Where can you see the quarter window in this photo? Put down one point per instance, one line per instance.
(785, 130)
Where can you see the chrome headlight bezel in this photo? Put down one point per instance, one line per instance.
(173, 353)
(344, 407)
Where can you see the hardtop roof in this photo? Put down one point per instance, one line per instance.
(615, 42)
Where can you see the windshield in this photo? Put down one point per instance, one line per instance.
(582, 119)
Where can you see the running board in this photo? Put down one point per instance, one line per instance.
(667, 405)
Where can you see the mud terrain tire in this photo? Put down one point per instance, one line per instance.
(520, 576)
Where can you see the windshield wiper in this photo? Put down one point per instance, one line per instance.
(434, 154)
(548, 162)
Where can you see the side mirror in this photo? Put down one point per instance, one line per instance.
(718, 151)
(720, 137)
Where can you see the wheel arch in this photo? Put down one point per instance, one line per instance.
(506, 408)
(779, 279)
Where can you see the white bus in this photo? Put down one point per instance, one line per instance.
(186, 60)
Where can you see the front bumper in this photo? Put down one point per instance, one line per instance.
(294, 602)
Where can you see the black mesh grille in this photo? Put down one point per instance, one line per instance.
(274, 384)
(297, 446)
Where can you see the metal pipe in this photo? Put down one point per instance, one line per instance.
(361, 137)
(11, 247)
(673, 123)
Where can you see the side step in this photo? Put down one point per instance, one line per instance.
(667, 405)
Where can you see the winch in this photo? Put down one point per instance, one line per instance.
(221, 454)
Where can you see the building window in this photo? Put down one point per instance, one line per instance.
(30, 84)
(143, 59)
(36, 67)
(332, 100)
==
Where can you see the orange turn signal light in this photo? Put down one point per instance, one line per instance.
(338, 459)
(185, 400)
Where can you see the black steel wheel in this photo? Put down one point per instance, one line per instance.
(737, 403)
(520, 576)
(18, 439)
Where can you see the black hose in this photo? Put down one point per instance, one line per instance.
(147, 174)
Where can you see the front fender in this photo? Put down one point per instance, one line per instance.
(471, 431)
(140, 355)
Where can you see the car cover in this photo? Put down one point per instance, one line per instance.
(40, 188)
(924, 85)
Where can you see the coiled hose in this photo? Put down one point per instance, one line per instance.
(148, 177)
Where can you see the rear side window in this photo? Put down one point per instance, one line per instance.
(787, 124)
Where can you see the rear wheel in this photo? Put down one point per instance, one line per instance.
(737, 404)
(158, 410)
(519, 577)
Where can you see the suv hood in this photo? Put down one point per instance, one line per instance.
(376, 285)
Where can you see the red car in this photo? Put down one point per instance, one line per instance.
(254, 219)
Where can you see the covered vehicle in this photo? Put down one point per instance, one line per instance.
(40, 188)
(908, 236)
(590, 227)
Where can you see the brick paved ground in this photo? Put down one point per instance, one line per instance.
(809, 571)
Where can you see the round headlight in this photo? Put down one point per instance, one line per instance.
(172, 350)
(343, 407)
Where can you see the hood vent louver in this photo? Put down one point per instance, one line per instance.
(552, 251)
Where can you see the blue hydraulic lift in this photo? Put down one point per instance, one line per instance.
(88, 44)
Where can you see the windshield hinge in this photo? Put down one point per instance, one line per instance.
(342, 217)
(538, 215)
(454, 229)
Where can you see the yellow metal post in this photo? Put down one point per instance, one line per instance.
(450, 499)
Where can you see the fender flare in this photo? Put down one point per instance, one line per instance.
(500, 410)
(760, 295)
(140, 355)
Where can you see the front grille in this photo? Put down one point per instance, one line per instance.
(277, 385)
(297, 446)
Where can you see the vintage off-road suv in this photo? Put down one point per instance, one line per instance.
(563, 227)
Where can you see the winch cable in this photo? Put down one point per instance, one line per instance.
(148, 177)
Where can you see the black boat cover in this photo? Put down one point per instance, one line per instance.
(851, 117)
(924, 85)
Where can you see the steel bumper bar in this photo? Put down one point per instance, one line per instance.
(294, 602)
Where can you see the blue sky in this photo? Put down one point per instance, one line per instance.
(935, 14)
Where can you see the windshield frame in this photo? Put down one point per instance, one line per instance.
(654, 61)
* * *
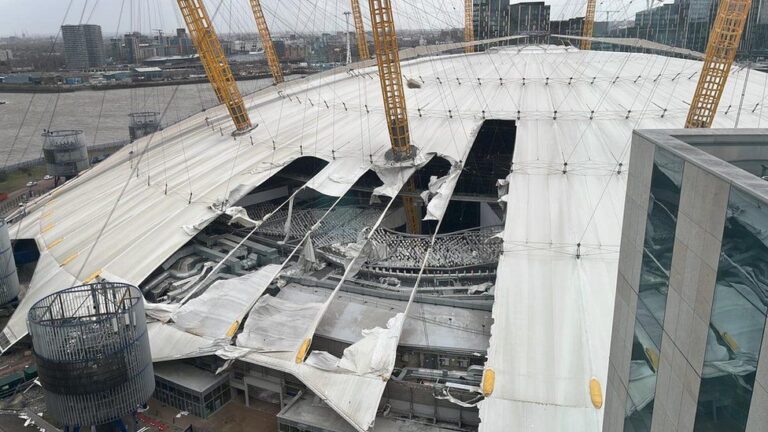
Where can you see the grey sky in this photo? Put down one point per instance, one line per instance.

Task objective:
Pull out every line of the material above that contains the string "side", and copy each one unchanged. Count a line only if its letters match in case.

Task result:
Where can you see the side mirror in this photo? Put down one point per instance, one line per instance.
Where can you see the side step in this photo? Put down one point per instance, one line per instance.
Where can you see the rear side window in this photo? Put down one point per instance, one line per instance.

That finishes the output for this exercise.